● **Task to complete**
Copy every line, leaving nothing out and adding nothing.

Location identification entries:
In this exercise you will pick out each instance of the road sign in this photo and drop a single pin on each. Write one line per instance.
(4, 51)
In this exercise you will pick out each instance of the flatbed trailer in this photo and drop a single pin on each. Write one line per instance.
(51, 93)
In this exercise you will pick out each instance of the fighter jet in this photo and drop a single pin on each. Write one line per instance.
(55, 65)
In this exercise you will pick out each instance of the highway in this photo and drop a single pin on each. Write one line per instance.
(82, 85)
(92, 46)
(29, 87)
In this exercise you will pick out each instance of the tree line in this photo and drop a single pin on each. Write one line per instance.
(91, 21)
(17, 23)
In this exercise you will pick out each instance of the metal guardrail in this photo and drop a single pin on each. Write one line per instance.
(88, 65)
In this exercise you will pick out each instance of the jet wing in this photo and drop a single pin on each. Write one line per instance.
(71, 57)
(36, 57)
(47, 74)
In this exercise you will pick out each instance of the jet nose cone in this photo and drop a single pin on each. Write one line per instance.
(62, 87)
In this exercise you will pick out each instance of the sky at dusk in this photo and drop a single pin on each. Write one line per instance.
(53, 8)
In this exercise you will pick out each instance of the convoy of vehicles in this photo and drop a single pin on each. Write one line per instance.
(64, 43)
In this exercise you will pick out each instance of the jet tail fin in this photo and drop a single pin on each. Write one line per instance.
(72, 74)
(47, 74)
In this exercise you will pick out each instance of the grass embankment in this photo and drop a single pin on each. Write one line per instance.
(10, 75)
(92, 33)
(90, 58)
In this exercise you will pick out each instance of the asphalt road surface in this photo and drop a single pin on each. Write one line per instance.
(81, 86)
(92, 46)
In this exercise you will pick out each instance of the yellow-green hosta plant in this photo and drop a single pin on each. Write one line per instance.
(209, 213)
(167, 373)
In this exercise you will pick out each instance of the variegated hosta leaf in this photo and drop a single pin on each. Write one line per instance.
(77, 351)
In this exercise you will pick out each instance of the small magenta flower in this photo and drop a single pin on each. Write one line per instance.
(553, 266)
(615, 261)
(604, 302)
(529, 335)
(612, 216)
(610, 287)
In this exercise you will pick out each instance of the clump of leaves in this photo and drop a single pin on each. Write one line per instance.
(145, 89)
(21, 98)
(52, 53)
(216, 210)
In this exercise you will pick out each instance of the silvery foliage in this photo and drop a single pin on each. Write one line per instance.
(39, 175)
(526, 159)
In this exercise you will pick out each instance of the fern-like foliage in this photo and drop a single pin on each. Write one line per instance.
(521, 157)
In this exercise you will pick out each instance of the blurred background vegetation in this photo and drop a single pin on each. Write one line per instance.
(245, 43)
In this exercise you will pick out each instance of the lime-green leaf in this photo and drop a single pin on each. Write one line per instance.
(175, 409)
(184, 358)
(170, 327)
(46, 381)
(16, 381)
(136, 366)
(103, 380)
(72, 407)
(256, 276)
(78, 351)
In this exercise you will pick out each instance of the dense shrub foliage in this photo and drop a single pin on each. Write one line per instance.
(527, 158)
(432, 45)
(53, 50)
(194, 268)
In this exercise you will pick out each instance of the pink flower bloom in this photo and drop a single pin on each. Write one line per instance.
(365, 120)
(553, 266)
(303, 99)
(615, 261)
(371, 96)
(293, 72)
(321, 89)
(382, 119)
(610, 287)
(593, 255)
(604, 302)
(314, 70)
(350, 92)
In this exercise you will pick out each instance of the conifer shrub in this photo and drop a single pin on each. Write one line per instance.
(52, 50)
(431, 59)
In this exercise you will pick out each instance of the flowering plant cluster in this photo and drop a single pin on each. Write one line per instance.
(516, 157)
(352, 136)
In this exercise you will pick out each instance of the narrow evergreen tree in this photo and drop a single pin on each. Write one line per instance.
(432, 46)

● **Task output**
In this exercise you will pick out each instance of the road sign in this photo and drop a single pin on each. Write one line per instance.
(4, 51)
In this exercise you will pick out each instance of the flatbed trailer in this photo and drop a single pin on each. Write one line per instance.
(51, 93)
In this exercise you will pick out each instance of the fighter jet in this photo and drop a single pin on each. Write one line per instance.
(55, 65)
In this exercise you will pick out each instance of the highway in this photo and drop a single pin on each. Write one line per instance.
(82, 85)
(92, 46)
(29, 87)
In this exercise you will pick out each instance of the tree line in this photo and drop a single pin on each. Write one line per instance.
(91, 21)
(17, 23)
In this exercise you will pick out each instance of the metal guardrail in this photo and drop a single pin on each. Write one line per instance.
(88, 65)
In this exercise you will pick out each instance of the jet wing in this photo and drop a single pin on each. Write one line per instance.
(71, 57)
(36, 57)
(47, 74)
In this exercise you will pick out each instance of the jet nose cone in this photo and drop a single pin on each. Write one line per instance.
(62, 87)
In this exercise you will pick out each instance of the sky at dusk in this photo and drop a single pin on each. Write one line per instance.
(53, 8)
In this exercise you will pick out each instance of the convoy of vehicles in this photo and drop a single pin on each. Write one line per instance.
(64, 43)
In this exercise you will pick out each instance of the jet tail fin in this photo and drop a single pin on each. Write one line per instance.
(72, 74)
(47, 74)
In this exercise you will pick out each instance of the grass embankment in this photo and drop a single pin on each. Write one line per instance.
(10, 75)
(92, 33)
(90, 58)
In this exercise you will pick out each instance of the asphalt road surface in this photo and drop a single pin on each. Write one line per instance.
(81, 86)
(92, 46)
In this exercise you will pick out each instance of the yellow-green hosta plant in this photo and drop a single pin on each. Write one line per instance.
(209, 213)
(167, 373)
In this exercise you will pick out each instance of the variegated hosta leaf in this photo and drop a single pin on each. Write one line per instance.
(77, 351)
In this exercise you will pick out each instance of the small magenta flower in this photo and drop a single pin on each. Write one line per instance.
(553, 266)
(615, 261)
(604, 302)
(529, 335)
(612, 216)
(610, 287)
In this exercise you will pick out each instance of the clump of leaves in this photo and drop a single pin on each. Write one line per instance.
(145, 89)
(21, 98)
(52, 53)
(216, 210)
In this exercise you will pick out each instance of the silvery foliage in this photo and drop a single pin on each. Write one line per instance.
(39, 175)
(526, 159)
In this exercise you will pick out each instance of the fern-like foliage in this photo and drop a single pin on each. Write one line per instance.
(521, 157)
In this exercise you will pick out each instance of the blurred background vegetation in this photo and drop a single pin on each. Write one line per instance.
(245, 43)
In this exercise you will pick out each instance of the lime-green leaf in this photo and drop a single pin on each. Write one line per instance.
(175, 409)
(184, 358)
(170, 327)
(46, 381)
(16, 381)
(136, 366)
(103, 380)
(72, 407)
(256, 276)
(78, 351)
In this exercise you will pick out each instance of the dense shrub foliage in this photo and drop a single pin on each. Write one line per instance.
(527, 158)
(432, 45)
(53, 50)
(194, 268)
In this exercise you will pick out each instance of the pink flower bloom in this photo and drop a single pin on each. Write one line per instance.
(365, 120)
(553, 266)
(303, 99)
(615, 261)
(371, 96)
(293, 72)
(321, 89)
(382, 119)
(610, 287)
(593, 255)
(604, 302)
(314, 70)
(350, 92)
In this exercise you will pick out each instance of the conifer shrub in this photo and drop a single pin on each. Write one line per instance.
(52, 50)
(431, 59)
In this exercise you will pick out each instance of the flowering plant cluster in this photo and drop a single pin on each. Write one line per instance.
(516, 157)
(352, 136)
In this exercise you will pick out each instance of the narrow evergreen tree in this photo and drop a single pin on each. Write one line per instance.
(432, 46)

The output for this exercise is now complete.